**Objective:**
From the material below, select and reproduce every line that contains the word "patch".

(Items drawn from a dataset)
━━━━━━━━━━━━━━━━
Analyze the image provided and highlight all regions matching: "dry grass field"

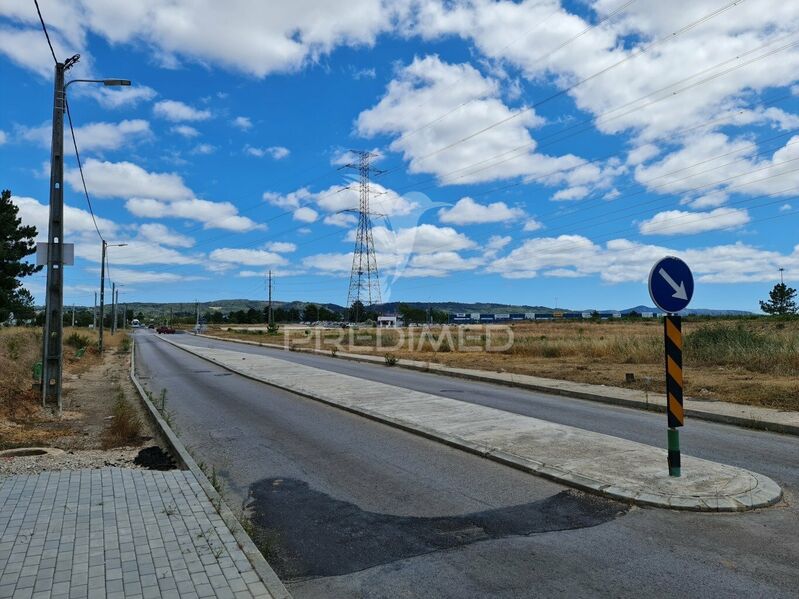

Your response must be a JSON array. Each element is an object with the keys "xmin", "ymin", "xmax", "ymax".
[
  {"xmin": 0, "ymin": 327, "xmax": 135, "ymax": 449},
  {"xmin": 216, "ymin": 318, "xmax": 799, "ymax": 410}
]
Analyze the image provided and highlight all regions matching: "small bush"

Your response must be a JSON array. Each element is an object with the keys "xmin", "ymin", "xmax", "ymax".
[
  {"xmin": 103, "ymin": 390, "xmax": 142, "ymax": 449},
  {"xmin": 64, "ymin": 333, "xmax": 92, "ymax": 349}
]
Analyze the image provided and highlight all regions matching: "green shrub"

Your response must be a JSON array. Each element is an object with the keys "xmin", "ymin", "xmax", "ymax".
[{"xmin": 64, "ymin": 333, "xmax": 92, "ymax": 349}]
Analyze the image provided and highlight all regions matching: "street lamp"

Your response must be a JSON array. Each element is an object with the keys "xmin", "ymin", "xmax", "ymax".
[
  {"xmin": 98, "ymin": 239, "xmax": 128, "ymax": 354},
  {"xmin": 42, "ymin": 54, "xmax": 130, "ymax": 413}
]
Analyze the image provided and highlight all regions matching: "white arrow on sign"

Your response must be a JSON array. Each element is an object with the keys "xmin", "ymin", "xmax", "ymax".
[{"xmin": 658, "ymin": 267, "xmax": 688, "ymax": 300}]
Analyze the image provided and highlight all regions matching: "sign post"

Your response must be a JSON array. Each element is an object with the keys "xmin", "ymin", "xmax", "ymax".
[{"xmin": 649, "ymin": 256, "xmax": 694, "ymax": 476}]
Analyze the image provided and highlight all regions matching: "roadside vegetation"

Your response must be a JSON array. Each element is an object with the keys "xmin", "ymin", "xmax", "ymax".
[
  {"xmin": 0, "ymin": 327, "xmax": 136, "ymax": 450},
  {"xmin": 208, "ymin": 316, "xmax": 799, "ymax": 410}
]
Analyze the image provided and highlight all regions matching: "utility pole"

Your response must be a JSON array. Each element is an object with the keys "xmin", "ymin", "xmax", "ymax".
[
  {"xmin": 111, "ymin": 281, "xmax": 117, "ymax": 335},
  {"xmin": 42, "ymin": 59, "xmax": 66, "ymax": 412},
  {"xmin": 266, "ymin": 270, "xmax": 274, "ymax": 329}
]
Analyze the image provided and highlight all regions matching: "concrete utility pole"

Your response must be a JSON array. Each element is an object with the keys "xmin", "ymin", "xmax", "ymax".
[
  {"xmin": 111, "ymin": 281, "xmax": 117, "ymax": 335},
  {"xmin": 266, "ymin": 270, "xmax": 273, "ymax": 328},
  {"xmin": 42, "ymin": 59, "xmax": 66, "ymax": 412},
  {"xmin": 42, "ymin": 54, "xmax": 130, "ymax": 412}
]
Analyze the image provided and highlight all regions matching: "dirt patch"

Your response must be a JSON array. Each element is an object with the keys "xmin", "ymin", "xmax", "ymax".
[
  {"xmin": 0, "ymin": 329, "xmax": 174, "ymax": 474},
  {"xmin": 133, "ymin": 445, "xmax": 176, "ymax": 470}
]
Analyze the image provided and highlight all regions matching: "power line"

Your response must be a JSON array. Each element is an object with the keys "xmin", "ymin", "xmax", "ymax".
[
  {"xmin": 378, "ymin": 0, "xmax": 745, "ymax": 176},
  {"xmin": 64, "ymin": 94, "xmax": 105, "ymax": 241},
  {"xmin": 33, "ymin": 0, "xmax": 58, "ymax": 64}
]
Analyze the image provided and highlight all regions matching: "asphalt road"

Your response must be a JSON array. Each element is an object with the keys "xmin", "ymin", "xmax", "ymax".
[{"xmin": 136, "ymin": 331, "xmax": 799, "ymax": 598}]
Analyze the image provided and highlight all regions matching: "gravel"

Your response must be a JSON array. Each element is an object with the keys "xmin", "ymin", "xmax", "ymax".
[{"xmin": 0, "ymin": 447, "xmax": 178, "ymax": 477}]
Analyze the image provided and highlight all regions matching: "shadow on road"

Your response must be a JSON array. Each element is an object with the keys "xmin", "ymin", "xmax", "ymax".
[{"xmin": 249, "ymin": 478, "xmax": 629, "ymax": 580}]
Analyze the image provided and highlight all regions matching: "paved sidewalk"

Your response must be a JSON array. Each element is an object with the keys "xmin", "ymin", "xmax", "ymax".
[
  {"xmin": 167, "ymin": 340, "xmax": 782, "ymax": 511},
  {"xmin": 0, "ymin": 468, "xmax": 271, "ymax": 599},
  {"xmin": 198, "ymin": 335, "xmax": 799, "ymax": 435}
]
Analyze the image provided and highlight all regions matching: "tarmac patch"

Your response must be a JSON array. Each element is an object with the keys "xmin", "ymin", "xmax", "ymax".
[{"xmin": 249, "ymin": 478, "xmax": 629, "ymax": 580}]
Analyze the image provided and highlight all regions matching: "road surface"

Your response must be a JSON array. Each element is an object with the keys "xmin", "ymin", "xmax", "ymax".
[{"xmin": 136, "ymin": 331, "xmax": 799, "ymax": 598}]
━━━━━━━━━━━━━━━━
**Solution:**
Analyze the image provided and highlight all regions matching: "dirt patch"
Analyze the image provided and highlight all regions matching: "tarmac patch"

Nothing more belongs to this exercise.